- _What to produce_
Rewrite the items from the first line through the line containing "[[[118,154],[110,154],[110,157],[113,159],[119,158]]]", replacing "pink flower" with "rose" and changing nothing else.

- _Given data_
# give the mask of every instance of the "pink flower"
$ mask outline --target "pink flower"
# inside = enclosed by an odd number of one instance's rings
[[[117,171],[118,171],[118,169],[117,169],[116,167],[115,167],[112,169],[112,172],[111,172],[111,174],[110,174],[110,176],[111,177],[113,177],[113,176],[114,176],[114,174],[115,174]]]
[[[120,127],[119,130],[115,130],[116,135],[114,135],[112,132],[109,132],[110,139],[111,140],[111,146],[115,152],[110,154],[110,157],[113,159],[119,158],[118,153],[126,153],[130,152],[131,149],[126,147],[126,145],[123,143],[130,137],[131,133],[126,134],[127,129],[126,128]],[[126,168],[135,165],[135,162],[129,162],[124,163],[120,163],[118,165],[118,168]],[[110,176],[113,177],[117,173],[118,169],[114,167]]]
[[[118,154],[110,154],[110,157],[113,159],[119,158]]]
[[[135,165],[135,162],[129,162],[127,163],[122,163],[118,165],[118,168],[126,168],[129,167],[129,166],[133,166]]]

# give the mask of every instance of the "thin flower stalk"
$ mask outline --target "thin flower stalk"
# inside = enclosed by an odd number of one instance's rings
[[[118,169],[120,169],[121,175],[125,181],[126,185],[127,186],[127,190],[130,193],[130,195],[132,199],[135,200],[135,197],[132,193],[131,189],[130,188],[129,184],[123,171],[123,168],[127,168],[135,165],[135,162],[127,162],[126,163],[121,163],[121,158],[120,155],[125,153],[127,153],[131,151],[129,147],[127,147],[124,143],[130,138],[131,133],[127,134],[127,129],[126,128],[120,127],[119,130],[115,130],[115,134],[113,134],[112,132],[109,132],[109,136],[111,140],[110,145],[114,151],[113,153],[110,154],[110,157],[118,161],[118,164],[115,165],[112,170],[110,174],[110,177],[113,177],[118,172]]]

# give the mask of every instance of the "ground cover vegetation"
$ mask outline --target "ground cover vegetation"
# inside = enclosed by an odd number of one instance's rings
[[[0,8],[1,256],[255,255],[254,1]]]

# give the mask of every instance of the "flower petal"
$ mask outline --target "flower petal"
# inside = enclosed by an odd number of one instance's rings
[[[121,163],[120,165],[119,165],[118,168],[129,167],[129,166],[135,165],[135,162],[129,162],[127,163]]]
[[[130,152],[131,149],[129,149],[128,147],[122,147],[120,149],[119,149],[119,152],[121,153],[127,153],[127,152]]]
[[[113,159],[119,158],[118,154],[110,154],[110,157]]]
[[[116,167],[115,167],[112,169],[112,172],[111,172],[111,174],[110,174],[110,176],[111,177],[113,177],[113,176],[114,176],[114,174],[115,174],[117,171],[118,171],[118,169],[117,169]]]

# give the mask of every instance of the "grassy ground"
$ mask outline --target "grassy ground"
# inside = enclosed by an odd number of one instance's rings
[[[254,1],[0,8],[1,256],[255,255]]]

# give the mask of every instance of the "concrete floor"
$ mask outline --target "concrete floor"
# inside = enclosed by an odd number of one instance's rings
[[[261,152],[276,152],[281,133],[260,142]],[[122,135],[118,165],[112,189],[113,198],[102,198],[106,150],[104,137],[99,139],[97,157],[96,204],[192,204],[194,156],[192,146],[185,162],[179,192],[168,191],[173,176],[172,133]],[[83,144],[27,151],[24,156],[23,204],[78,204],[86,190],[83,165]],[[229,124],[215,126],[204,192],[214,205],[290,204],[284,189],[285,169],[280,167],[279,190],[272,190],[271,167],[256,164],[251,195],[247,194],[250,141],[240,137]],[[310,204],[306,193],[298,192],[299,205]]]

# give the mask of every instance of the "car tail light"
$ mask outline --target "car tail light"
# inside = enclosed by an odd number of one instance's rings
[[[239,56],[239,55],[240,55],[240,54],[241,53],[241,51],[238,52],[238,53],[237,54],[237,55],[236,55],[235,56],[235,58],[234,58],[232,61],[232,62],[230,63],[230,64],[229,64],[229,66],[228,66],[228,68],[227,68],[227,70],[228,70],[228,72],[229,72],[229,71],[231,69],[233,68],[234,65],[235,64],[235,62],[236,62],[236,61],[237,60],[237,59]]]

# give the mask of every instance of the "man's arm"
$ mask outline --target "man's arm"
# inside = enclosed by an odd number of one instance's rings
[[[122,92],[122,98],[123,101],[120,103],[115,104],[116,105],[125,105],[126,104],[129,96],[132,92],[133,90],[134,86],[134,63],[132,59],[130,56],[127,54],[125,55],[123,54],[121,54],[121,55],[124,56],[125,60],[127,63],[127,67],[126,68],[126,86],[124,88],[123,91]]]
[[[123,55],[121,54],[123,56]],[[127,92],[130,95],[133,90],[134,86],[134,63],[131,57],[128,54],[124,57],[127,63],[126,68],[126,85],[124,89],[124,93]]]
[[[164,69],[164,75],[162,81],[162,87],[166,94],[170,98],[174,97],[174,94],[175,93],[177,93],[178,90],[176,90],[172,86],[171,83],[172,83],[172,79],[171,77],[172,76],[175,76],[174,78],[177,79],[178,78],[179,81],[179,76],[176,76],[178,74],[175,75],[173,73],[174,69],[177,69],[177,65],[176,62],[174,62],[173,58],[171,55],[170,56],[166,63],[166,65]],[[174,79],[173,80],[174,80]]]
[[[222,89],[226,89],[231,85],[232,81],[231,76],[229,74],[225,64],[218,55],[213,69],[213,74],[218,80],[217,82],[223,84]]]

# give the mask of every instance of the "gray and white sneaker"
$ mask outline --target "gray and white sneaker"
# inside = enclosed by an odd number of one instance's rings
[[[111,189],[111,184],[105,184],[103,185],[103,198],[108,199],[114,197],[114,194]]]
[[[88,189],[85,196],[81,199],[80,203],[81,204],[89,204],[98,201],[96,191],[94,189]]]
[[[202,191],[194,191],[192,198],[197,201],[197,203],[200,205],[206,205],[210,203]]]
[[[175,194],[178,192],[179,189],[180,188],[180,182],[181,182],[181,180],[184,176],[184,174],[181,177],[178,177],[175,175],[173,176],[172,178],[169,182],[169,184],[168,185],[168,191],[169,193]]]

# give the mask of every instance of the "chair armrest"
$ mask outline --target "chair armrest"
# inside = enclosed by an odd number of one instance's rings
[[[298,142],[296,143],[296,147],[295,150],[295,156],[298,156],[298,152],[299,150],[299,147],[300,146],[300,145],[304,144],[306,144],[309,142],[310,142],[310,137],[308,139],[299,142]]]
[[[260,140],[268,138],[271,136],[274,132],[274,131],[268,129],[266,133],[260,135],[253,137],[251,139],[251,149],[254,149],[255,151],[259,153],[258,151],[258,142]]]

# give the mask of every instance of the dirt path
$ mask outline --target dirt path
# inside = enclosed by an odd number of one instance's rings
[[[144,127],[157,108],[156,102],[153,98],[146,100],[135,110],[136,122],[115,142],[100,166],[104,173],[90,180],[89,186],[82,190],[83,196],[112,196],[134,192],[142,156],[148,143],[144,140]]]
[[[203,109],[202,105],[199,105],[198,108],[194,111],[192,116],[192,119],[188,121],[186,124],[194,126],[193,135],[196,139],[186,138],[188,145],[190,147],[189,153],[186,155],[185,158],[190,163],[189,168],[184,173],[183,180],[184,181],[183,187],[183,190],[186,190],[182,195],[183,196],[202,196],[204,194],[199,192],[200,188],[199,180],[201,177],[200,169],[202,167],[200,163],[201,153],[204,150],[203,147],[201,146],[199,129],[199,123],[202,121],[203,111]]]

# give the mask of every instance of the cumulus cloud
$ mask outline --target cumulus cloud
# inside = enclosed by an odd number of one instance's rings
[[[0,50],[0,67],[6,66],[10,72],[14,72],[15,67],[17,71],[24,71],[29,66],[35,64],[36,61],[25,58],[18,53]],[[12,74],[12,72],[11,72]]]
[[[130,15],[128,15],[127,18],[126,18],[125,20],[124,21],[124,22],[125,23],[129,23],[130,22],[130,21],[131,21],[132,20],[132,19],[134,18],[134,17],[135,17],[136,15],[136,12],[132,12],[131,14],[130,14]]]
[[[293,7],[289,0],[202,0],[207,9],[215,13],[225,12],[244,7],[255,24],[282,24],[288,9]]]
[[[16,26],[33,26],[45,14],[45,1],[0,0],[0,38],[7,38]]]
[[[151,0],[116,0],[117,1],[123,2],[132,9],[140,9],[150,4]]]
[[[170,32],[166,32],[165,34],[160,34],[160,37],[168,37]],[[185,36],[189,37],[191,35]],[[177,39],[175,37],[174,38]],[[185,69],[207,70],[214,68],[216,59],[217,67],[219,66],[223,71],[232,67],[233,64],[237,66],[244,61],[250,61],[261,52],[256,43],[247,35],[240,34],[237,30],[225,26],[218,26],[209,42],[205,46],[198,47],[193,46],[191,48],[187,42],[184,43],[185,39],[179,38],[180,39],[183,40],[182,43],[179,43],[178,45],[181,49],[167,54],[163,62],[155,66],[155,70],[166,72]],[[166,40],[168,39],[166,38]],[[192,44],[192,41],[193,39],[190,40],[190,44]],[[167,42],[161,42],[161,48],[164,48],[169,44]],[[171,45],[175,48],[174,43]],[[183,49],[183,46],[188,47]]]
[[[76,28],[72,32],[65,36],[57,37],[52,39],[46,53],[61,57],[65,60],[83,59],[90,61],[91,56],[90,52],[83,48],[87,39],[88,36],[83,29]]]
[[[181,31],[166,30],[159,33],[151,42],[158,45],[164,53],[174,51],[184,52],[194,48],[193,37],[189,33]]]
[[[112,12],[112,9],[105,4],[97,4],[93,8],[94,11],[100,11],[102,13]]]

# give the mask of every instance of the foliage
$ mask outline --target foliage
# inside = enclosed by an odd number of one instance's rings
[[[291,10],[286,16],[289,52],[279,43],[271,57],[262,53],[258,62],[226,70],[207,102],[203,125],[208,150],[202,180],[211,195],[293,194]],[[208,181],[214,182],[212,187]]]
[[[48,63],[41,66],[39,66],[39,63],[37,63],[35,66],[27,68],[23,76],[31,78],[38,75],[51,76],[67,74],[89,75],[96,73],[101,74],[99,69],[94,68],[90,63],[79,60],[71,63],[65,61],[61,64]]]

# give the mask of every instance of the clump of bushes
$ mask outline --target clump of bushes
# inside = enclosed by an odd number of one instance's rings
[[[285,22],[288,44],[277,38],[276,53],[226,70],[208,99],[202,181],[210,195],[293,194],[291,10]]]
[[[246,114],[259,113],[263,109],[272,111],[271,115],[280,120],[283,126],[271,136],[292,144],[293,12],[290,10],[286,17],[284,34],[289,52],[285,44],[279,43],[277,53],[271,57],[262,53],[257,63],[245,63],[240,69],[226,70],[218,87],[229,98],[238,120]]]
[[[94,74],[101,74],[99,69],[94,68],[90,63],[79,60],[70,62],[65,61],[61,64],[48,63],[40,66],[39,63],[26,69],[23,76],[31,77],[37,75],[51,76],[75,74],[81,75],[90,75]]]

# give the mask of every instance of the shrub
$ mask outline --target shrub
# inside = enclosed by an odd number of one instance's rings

- _Exercise answer_
# give the mask of every instance of the "rose"
$ mask outline --target "rose"
# inside = enclosed by an odd number of one instance's rings
[[[117,171],[118,171],[118,169],[117,169],[116,167],[115,167],[112,169],[112,172],[111,172],[111,174],[110,174],[110,176],[111,177],[113,177],[113,176],[114,176],[114,174],[115,174]]]
[[[120,127],[119,130],[115,130],[116,135],[114,135],[112,132],[109,132],[110,139],[111,140],[111,146],[115,152],[110,154],[110,157],[113,159],[119,158],[118,153],[126,153],[130,152],[131,149],[126,147],[126,145],[123,143],[130,137],[131,133],[126,134],[127,129],[126,128]],[[126,168],[135,165],[135,162],[129,162],[124,163],[120,163],[118,165],[118,168]],[[110,176],[113,177],[117,173],[118,169],[114,167]]]
[[[118,154],[110,154],[110,157],[113,159],[119,158]]]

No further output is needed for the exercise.